Input records: Begin
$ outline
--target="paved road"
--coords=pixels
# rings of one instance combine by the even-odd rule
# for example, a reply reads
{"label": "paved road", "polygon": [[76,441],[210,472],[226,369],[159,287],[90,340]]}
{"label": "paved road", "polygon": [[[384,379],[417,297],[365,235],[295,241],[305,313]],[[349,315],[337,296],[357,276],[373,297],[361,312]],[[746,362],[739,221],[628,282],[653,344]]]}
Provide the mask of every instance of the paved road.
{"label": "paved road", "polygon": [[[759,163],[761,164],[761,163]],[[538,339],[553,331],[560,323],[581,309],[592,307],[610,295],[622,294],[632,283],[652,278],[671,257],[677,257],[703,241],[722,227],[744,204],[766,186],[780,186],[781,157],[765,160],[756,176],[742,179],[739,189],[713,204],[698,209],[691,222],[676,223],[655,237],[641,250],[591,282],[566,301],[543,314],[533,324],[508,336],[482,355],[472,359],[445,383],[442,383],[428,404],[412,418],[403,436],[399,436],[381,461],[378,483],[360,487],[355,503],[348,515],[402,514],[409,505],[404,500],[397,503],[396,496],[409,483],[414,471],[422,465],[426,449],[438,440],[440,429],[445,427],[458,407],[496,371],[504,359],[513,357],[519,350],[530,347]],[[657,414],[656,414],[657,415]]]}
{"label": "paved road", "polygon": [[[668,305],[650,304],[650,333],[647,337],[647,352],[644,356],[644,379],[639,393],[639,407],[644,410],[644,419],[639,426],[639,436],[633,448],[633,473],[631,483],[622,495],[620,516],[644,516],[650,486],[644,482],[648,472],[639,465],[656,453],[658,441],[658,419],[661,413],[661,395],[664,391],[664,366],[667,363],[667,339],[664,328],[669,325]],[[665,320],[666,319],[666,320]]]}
Input records: End
• Work item
All of the data is to be written out again, word for word.

• Answer to this exercise
$ outline
--target="paved road"
--coords=pixels
# rings of one instance combine by the even-odd rule
# for example, a reply reads
{"label": "paved road", "polygon": [[76,441],[210,472],[226,369],[159,287],[90,340]]}
{"label": "paved road", "polygon": [[[384,379],[417,297],[365,235],[295,241],[305,313]],[[349,315],[337,296],[357,276],[373,297],[361,312]],[[746,362],[739,221],[628,282],[653,344]]]}
Provide the mask of every instance of the paved road.
{"label": "paved road", "polygon": [[[759,163],[761,164],[761,163]],[[538,339],[553,331],[560,323],[581,309],[592,307],[610,295],[622,294],[632,283],[652,278],[671,257],[677,257],[703,241],[722,227],[744,204],[766,186],[780,186],[781,157],[765,160],[756,176],[742,179],[739,189],[713,204],[698,209],[691,222],[676,223],[655,237],[641,250],[591,282],[566,301],[543,314],[533,324],[508,336],[482,355],[472,359],[445,383],[442,383],[428,404],[412,418],[403,436],[399,436],[381,461],[378,483],[360,487],[355,503],[348,515],[402,514],[409,505],[404,500],[397,503],[396,496],[409,483],[414,471],[422,465],[426,449],[438,440],[440,429],[445,427],[458,407],[496,371],[504,359],[513,357],[519,350],[530,347]],[[657,414],[656,414],[657,415]]]}
{"label": "paved road", "polygon": [[[668,305],[650,304],[650,333],[647,337],[647,352],[644,356],[644,379],[639,393],[639,407],[644,410],[644,419],[639,426],[639,436],[633,448],[633,473],[631,483],[622,495],[620,516],[644,516],[650,486],[644,482],[648,472],[639,465],[656,453],[658,441],[658,419],[661,413],[661,395],[664,391],[664,366],[667,363],[667,339],[664,328],[669,325]],[[665,320],[666,319],[666,320]]]}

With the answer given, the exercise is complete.